───── Information provided
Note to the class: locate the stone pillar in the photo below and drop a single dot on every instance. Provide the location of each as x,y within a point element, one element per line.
──────────
───── Information provided
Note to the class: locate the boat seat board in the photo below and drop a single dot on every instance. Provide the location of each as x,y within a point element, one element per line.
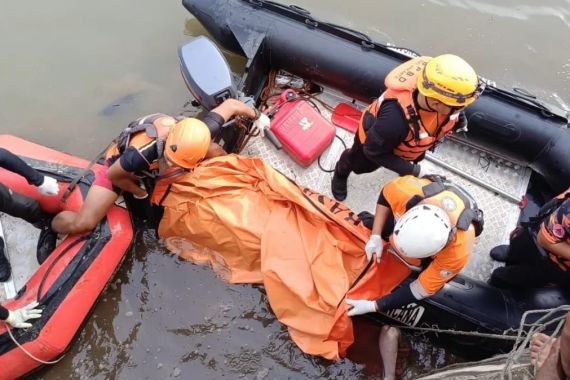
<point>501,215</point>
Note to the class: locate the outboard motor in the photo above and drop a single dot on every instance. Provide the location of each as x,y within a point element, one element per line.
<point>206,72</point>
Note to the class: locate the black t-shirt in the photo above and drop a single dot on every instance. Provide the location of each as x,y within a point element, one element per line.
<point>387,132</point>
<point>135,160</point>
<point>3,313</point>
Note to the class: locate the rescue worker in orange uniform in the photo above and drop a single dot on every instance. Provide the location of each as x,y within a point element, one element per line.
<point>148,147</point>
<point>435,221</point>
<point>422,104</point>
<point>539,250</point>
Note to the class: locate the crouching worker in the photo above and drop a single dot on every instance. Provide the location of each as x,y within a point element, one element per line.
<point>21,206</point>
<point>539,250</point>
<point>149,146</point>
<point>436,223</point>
──────────
(Aim of the exercise)
Format the records as a two-column CSV with the header instruction,answer, starting at the line that contains "Note to the class: locate the black" and ending after the line that contains "<point>436,223</point>". Give one row per record, with its text in one quoted field and its answer in the other, and turn line breaks into spaces.

(Result of this exercise)
instruction,answer
"Note to the class: locate the black t-shirt in the photo above and drop a single dot on every instance. Provide the location of each as x,y within a point element, one element per line.","<point>387,132</point> <point>135,160</point> <point>3,313</point>"
"Note to the class: locate the rescue worker in orange uniform in the photo above and drop a single dot on every instance. Provide the location of each as x,y within a point element, one element per line.","<point>148,147</point> <point>435,221</point> <point>422,104</point> <point>539,250</point>"
"Note to the class: locate the crouching worker in the photo above and drop a single dot on every instance. Provide the location of each as x,y within a point element, one element per line.","<point>21,206</point> <point>539,250</point> <point>149,146</point> <point>436,223</point>"